Exercises
A. Answer these questions using the list of railway companies in the 1923 grouping.
(i) On what date did the grouping take effect?
(ii) What route mileage is given for the Highland Railway?
(iii) Which company owned the Northern Counties Committee lines?
B. Write the next part of the list of railway companies in the 1923 grouping, picking up right after its final line.

------ Given passage ------

= List of railway companies involved in the 1923 grouping =

Under the Railways Act 1921 the majority of the railway companies in Great Britain (along with a few in Ireland) were grouped into four main companies, often termed the Big Four. The grouping took effect from 1 January 1923.

==List of constituents pre-grouping, later of the Big Four==

The Big Four and their constituent companies, showing route mileage, were:
- Great Western Railway (GWR)
  - Great Western Railway 3005 mi
  - Cambrian Railways (Cambrian) 295+1/4 mi
  - Taff Vale Railway (TVR) 124+1/2 mi
  - Barry Railway (Barry) 68 mi
  - Rhymney Railway (RhyR) 51 mi
  - Cardiff Railway (Cardiff) 11+3/4 mi
  - Alexandra (Newport and South Wales) Docks and Railway (ADR) 10+1/2 mi
    - for the list of subsidiary companies and joint railways see List of constituents of the Great Western Railway
- London and North Eastern Railway (LNER)
  - North Eastern Railway (NER) 1757+3/4 mi
  - North British Railway (NBR) 1378 mi
  - Great Eastern Railway (GER) 1191+1/4 mi
  - Great Northern Railway (GNR) 1051+1/4 mi
  - Great Central Railway (GCR) 852+1/2 mi
  - Great North of Scotland Railway (GNSR) 334+1/2 mi
  - Hull and Barnsley Railway (H&BR) 106+1/2 mi
    - for the list of subsidiary companies and joint railways see List of constituents of the London and North Eastern Railway
- London, Midland and Scottish Railway (LMS)
  - London and North Western Railway (LNWR); 2667+1/2 mi
    - including Lancashire and Yorkshire Railway (L&YR) amalgamated from 1 January 1922
  - Midland Railway (MR) 2170+3/4 mi
  - Caledonian Railway (CR) 1114+1/2 mi
  - Highland Railway (HR) 506 mi
  - Glasgow and South Western Railway (GSWR) 493+1/2 mi
  - North Staffordshire Railway (NSR) 220+3/4 mi
  - Furness Railway (Furness); 158 mi
    - for the list of subsidiary companies and joint railways see List of constituents of the London, Midland and Scottish Railway
  - The Railways Act 1921 did not extend to Ireland, but Irish lines owned by constituent companies became part of the LMS:
    - Northern Counties Committee lines (NCC) 265+1/4 mi (owned by the Midland Railway)
    - Dundalk, Newry and Greenore Railway (DNGR) 26+1/2 mi (owned by the LNWR)
      - The NCC and Great Northern Railway (Ireland) (GNR(I)) operated the County Donegal Railways Joint Committee lines jointly, and these became joint lines of the LMS and GNR(I) after grouping.
- Southern Railway (SR)

------ Record excerpts ------

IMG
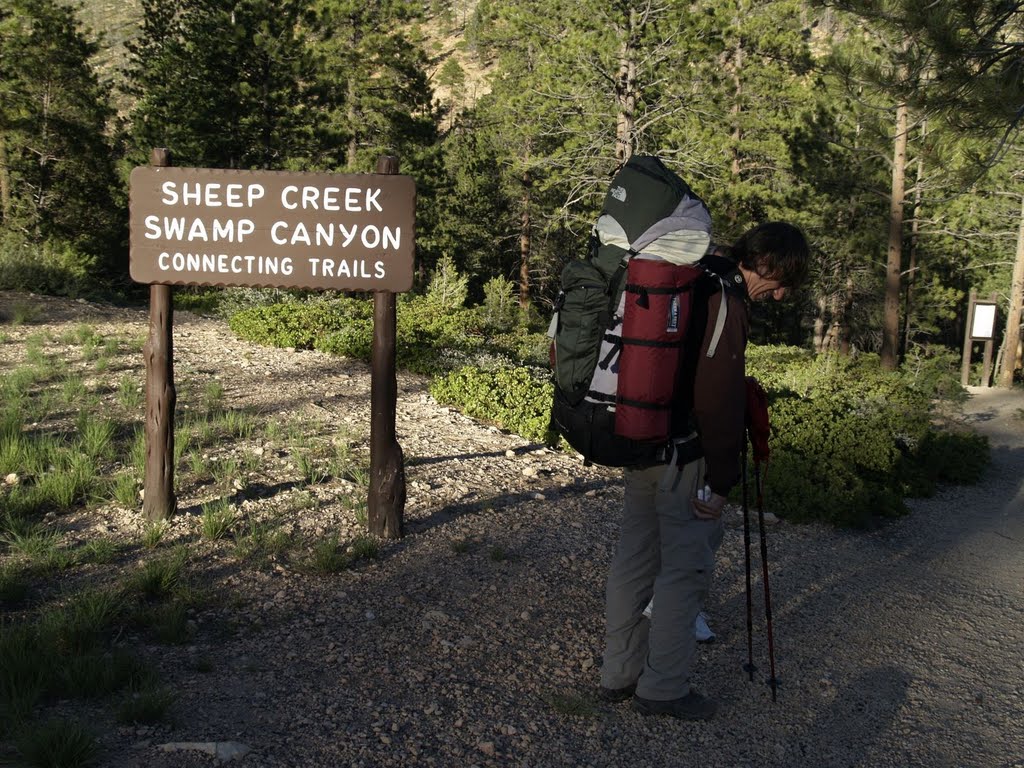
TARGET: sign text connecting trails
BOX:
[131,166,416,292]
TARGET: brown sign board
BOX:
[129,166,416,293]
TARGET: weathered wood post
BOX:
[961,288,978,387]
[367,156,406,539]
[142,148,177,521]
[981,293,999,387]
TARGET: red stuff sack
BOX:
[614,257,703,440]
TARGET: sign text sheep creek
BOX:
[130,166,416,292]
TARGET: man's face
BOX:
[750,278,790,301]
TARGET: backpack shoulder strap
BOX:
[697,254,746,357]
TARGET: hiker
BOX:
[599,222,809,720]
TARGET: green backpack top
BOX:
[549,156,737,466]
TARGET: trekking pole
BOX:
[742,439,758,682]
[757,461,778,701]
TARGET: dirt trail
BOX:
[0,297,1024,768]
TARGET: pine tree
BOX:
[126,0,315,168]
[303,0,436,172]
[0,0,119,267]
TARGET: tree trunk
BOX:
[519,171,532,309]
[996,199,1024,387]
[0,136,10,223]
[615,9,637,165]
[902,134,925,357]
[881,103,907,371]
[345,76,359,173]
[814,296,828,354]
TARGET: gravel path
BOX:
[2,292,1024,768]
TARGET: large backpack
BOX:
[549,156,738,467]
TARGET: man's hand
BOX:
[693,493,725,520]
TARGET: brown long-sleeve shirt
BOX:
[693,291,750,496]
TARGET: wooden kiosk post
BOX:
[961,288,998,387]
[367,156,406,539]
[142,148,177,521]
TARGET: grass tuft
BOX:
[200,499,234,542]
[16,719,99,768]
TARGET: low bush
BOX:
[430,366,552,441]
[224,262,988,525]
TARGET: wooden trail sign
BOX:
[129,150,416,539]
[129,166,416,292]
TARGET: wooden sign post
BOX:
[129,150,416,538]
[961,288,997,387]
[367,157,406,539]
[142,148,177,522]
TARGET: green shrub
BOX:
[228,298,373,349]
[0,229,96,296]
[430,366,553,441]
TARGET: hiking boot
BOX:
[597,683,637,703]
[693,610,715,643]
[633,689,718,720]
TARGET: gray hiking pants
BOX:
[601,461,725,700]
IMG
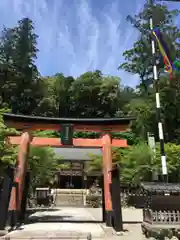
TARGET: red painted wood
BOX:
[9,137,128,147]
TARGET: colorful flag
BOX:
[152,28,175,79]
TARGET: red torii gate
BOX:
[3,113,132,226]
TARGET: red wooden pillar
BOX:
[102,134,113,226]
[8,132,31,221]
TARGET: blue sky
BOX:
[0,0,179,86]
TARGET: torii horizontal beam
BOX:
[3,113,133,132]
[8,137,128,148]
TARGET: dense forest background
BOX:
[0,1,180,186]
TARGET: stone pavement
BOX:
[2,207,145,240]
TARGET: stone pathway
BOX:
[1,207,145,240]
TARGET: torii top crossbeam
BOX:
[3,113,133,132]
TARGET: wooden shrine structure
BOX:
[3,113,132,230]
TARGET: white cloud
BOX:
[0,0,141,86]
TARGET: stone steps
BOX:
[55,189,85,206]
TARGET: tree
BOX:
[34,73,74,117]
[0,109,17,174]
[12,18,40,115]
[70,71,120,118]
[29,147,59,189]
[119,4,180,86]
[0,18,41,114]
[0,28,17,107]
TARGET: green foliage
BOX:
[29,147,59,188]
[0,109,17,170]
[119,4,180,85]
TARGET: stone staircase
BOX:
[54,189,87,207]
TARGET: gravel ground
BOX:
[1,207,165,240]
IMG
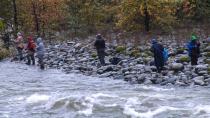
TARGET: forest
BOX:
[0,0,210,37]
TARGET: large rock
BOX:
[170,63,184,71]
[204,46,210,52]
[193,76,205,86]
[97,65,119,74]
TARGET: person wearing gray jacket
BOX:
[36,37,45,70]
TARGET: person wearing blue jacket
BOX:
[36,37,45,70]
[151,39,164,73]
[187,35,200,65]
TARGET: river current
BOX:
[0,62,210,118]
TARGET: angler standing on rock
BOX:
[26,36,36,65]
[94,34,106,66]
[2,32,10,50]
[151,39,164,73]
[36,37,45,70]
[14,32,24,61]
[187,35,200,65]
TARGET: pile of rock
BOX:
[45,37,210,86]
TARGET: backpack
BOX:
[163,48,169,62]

------
------ Record excerpts ------

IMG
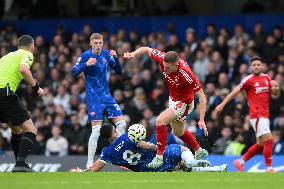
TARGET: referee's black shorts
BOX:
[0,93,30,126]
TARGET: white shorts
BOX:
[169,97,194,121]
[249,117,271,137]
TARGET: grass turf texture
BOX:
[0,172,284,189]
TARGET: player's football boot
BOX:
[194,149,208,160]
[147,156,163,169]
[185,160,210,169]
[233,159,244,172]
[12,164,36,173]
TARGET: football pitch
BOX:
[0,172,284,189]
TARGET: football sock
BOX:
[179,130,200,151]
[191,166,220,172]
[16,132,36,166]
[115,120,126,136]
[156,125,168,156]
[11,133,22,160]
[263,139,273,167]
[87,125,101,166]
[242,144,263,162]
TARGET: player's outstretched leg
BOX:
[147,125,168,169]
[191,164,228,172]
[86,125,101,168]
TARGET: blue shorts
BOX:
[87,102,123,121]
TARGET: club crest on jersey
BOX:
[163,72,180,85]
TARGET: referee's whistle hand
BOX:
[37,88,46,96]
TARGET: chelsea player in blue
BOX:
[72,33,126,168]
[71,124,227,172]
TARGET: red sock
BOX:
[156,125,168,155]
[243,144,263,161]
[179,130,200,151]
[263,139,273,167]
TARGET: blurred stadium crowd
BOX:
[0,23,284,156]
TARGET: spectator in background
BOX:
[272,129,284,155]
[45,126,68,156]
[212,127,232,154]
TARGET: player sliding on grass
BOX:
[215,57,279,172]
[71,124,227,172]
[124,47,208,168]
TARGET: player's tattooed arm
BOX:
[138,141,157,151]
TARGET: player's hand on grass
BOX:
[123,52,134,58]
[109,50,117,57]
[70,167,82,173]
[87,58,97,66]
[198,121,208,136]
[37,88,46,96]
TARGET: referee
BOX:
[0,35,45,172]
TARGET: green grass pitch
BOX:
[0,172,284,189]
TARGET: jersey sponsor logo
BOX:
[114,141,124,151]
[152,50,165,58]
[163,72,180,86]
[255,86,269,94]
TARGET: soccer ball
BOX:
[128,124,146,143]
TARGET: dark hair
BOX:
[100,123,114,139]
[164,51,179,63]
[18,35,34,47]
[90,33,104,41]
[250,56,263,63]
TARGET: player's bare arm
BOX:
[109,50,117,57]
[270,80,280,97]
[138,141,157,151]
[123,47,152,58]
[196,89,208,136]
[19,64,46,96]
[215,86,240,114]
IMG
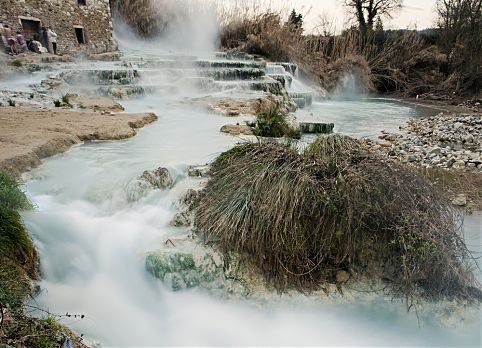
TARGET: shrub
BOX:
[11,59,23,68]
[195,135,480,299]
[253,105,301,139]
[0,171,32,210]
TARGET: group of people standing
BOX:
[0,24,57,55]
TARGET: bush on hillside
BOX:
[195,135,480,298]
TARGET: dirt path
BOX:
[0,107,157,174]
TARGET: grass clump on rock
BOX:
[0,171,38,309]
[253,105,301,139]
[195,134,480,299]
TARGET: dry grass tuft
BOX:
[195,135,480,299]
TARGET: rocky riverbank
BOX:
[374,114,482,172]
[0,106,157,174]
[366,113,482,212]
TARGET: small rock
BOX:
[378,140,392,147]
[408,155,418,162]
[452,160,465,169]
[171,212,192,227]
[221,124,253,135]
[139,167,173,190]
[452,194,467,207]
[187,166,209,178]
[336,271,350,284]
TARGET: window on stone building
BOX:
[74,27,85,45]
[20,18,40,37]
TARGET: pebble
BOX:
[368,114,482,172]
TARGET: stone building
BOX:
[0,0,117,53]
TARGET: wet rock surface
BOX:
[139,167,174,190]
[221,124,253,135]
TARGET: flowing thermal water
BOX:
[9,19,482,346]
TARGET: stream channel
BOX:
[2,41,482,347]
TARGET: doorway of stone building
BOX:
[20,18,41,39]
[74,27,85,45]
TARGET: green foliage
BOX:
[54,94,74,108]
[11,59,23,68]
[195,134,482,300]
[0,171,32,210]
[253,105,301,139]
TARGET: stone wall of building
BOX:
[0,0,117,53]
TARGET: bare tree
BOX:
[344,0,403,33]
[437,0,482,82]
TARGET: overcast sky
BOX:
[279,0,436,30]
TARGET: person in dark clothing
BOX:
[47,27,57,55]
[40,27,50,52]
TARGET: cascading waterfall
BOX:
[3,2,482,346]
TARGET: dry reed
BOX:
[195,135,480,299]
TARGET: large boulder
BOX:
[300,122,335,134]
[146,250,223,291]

------
------ Record excerpts ------

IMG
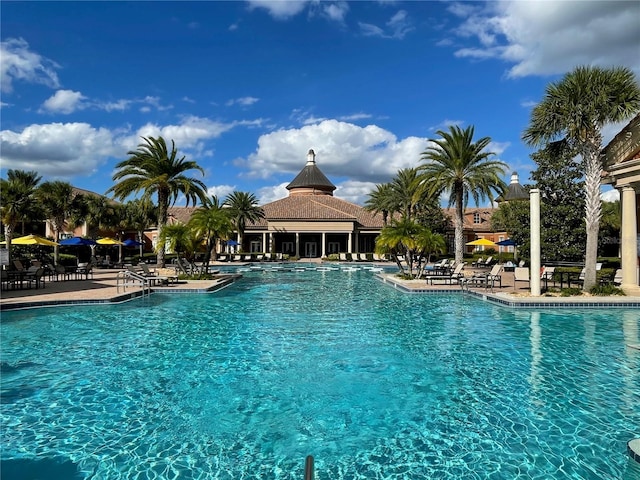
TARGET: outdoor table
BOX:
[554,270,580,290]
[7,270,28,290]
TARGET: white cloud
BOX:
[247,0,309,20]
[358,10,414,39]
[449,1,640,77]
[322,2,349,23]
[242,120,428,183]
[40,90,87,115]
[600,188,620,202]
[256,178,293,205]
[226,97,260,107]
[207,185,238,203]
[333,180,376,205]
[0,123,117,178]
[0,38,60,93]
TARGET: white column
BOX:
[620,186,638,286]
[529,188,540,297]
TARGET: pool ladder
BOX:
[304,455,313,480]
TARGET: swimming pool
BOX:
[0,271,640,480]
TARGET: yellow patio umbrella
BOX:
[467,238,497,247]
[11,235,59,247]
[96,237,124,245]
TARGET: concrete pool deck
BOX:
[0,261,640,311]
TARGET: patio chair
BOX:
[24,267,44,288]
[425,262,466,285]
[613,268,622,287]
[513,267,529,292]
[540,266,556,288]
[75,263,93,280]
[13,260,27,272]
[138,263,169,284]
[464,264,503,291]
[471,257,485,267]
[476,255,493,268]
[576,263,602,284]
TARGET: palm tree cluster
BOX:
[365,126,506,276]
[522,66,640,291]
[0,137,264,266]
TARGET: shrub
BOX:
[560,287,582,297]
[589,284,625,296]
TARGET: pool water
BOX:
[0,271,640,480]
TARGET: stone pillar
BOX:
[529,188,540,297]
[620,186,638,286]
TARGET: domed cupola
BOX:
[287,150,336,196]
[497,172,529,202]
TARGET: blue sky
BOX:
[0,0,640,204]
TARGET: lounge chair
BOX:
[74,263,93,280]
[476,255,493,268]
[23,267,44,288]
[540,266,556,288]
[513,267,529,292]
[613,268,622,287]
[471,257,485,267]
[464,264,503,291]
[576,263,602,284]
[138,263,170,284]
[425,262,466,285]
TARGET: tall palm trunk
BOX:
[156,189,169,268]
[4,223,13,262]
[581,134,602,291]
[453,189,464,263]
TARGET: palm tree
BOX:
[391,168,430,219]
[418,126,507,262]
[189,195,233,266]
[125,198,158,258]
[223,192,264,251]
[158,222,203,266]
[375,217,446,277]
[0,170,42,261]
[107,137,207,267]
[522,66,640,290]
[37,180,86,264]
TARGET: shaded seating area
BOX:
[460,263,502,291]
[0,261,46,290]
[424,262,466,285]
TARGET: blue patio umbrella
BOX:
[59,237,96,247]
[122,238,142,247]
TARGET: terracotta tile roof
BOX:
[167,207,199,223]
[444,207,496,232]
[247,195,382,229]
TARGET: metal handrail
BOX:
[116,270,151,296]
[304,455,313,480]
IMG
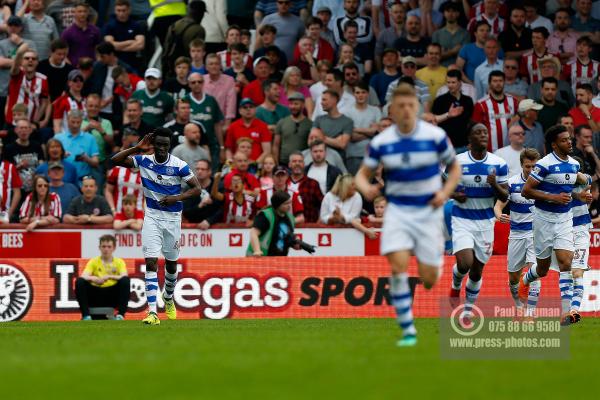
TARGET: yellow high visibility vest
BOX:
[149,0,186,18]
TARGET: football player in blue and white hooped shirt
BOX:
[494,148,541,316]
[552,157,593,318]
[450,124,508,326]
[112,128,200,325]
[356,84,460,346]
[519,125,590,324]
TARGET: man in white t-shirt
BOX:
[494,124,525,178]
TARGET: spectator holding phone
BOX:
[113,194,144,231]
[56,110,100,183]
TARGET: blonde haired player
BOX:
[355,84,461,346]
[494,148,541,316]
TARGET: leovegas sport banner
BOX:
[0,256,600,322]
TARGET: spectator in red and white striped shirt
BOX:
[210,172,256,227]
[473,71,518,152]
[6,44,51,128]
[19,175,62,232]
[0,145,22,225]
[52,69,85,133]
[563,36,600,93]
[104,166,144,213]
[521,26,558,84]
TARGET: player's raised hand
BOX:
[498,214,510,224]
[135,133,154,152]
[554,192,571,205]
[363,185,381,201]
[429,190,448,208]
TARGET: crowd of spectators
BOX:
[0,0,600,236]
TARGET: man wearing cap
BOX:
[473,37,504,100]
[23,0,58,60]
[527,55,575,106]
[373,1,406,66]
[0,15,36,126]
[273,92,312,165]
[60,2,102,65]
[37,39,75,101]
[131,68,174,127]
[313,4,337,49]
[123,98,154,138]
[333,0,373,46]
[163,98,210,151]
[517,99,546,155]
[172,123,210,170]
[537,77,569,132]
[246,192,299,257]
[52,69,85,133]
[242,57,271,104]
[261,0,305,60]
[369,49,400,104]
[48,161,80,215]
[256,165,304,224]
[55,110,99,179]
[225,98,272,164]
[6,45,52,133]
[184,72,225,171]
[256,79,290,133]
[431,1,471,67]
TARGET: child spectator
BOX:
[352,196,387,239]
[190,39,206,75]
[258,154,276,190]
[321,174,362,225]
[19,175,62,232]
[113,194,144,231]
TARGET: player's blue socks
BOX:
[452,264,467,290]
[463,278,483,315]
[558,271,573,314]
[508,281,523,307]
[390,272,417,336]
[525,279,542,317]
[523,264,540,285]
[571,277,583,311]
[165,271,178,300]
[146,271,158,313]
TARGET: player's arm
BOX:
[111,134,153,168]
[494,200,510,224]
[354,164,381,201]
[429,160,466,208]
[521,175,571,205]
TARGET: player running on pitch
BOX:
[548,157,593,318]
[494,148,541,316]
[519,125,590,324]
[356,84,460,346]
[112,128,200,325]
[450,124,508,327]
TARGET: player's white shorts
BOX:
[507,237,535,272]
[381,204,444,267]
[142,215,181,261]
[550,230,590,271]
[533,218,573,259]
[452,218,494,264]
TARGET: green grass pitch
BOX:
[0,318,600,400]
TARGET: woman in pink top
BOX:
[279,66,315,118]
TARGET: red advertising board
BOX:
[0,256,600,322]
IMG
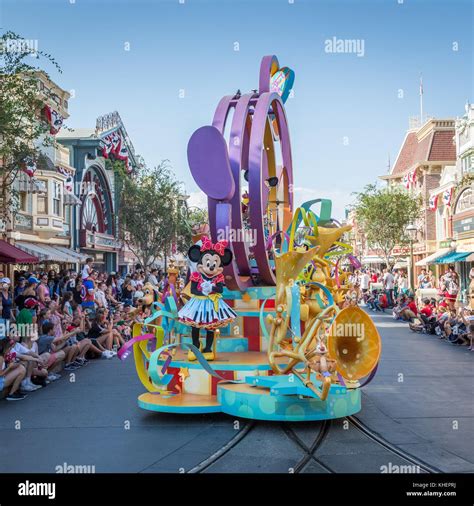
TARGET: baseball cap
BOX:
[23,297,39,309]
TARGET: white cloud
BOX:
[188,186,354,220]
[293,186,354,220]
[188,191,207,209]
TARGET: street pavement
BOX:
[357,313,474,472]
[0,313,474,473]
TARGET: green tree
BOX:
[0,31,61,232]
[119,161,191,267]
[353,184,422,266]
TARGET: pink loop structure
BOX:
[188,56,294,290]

------

Answers to the problems
A.
(i) 1 January 1923
(ii) 506 mi
(iii) The Midland Railway

B.
  - London and South Western Railway (LSWR) 1020+1/2 mi
  - South Eastern and Chatham Railways' Managing Committee: a working union of the South Eastern Railway and the London, Chatham and Dover Railway 637+3/4 mi
  - London, Brighton and South Coast Railway (LBSCR) 457+1/4 mi
    - for the list of subsidiary companies and joint railways see List of constituent companies of the Southern Railway

==Companies not covered by the grouping==

Over fifty railway companies were not covered by the grouping. Those in the following list were those organised on an independent basis, usually providing locomotives and rolling stock also. They are included under classification headings.

===Joint railways===
Joint lines in this respect were wholly owned by two or more other companies. If not all of the owning companies went into the same group then the joint company could not be grouped. Joint lines did not always operate any services: they owned the track, stations etc. and the services were operated by one or more of the parent companies:

- These are those in which the group companies only are concerned:
  - Cheshire Lines Committee: (GNR, Midland and GCR); now operated under direction of a board of directors appointed by LNER (two-thirds) and LMS (one-third). Length 142 mi. Rolling stock owned by CLC; locomotive power by LNER.
  - Great Western and Great Central Joint Railway: GWR and GCR; subsequent to the grouping the parent companies were the GWR and the LNER, but the title was not altered.
  - Manchester, South Junction and Altrincham Railway: LNWR and GCR; subsequent to the grouping the parent companies were the LMS and the LNER.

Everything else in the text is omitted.